Bounding box annotation entries ::
— start —

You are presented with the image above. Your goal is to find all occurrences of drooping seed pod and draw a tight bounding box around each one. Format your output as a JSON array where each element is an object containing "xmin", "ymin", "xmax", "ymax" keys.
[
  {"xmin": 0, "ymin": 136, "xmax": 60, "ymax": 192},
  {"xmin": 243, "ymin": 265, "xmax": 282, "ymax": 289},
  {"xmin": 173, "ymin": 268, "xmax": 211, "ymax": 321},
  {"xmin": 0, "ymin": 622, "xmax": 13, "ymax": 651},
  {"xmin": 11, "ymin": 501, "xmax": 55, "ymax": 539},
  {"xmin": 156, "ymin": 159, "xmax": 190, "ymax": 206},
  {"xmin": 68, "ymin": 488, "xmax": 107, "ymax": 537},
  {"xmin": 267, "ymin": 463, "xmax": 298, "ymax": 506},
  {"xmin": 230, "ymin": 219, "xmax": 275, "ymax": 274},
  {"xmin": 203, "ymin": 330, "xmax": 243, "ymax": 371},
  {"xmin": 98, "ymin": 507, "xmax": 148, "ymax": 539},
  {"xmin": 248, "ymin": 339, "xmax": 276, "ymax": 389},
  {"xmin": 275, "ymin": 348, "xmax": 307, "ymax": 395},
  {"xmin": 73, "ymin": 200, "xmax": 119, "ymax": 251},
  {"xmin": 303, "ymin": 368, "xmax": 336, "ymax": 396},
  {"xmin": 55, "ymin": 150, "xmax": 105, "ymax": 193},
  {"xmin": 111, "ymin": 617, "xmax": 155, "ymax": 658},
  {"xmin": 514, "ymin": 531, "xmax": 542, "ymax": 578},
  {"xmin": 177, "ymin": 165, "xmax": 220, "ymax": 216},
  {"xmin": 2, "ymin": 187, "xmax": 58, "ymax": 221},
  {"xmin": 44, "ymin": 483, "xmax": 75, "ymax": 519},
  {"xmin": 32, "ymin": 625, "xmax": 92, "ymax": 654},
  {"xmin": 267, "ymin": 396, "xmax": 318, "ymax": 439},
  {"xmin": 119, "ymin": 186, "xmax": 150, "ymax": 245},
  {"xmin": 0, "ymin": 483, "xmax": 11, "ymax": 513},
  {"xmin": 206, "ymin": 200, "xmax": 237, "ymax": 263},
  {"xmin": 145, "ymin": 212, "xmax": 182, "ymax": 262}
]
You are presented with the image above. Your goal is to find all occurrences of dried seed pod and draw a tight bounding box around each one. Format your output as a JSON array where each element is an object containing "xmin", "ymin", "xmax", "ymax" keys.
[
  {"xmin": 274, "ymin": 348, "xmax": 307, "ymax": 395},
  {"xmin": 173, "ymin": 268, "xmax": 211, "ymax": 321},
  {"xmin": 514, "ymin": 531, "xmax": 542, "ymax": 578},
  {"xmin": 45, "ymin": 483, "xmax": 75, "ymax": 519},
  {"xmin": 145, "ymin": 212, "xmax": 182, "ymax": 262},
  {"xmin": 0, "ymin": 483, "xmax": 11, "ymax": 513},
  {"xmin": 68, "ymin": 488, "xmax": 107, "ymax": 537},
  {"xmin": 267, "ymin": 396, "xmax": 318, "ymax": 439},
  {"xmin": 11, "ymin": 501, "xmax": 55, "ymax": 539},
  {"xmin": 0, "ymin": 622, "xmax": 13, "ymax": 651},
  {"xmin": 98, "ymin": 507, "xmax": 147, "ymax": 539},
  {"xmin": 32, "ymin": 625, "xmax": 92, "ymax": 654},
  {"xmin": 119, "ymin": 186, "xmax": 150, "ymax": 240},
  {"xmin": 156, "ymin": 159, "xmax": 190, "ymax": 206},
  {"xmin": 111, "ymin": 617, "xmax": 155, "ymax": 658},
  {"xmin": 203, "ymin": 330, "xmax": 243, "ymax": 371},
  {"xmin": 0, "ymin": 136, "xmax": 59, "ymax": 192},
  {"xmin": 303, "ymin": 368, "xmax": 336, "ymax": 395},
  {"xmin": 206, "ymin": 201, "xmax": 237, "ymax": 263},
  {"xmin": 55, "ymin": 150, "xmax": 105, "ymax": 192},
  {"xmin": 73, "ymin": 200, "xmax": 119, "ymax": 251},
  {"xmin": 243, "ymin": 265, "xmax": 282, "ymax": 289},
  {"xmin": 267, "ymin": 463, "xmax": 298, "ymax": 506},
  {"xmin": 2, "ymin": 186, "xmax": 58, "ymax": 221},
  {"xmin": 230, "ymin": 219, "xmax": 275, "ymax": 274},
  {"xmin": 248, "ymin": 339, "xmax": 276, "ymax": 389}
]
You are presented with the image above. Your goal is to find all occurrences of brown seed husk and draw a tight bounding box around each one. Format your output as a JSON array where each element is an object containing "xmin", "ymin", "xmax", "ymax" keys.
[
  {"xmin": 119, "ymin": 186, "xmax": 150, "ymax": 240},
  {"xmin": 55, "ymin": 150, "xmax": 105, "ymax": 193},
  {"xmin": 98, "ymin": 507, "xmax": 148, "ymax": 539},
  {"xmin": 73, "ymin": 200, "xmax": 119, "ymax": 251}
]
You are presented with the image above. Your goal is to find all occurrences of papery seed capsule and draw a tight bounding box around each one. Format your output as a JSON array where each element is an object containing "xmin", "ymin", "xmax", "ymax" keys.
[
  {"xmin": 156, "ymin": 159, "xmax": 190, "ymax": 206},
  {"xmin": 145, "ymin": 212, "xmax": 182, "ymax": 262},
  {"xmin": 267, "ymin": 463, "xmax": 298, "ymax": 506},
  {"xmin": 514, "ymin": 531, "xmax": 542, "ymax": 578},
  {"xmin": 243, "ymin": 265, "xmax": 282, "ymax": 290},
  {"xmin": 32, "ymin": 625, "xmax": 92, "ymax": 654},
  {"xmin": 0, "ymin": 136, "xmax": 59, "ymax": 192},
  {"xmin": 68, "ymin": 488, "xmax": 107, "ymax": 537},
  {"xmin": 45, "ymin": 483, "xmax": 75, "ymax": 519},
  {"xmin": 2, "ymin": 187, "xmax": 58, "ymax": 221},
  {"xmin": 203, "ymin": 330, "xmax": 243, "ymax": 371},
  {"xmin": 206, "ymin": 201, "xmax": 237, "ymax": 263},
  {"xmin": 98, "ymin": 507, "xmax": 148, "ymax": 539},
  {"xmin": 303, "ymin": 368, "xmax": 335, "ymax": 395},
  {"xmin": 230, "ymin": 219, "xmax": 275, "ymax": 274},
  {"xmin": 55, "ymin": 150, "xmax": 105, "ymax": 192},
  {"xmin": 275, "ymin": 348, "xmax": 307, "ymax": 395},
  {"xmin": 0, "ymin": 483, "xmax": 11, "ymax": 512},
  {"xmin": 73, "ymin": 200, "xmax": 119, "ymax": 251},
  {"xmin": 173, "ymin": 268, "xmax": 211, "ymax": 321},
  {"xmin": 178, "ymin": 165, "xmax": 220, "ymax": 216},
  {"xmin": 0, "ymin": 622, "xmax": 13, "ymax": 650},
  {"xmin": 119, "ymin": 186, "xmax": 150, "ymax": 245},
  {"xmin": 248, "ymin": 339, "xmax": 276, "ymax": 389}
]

— end —

THE TASK ::
Return every line of the material that contains the word "dried". Case counts.

EXERCISE ANSWER ::
You are presented with the image above. Your goal is to find all occurrences of dried seed pod and draw a tight bounding box around each one. Format your output as a JSON array where each element is an object containing "xmin", "ymin", "xmax", "ymax" keys.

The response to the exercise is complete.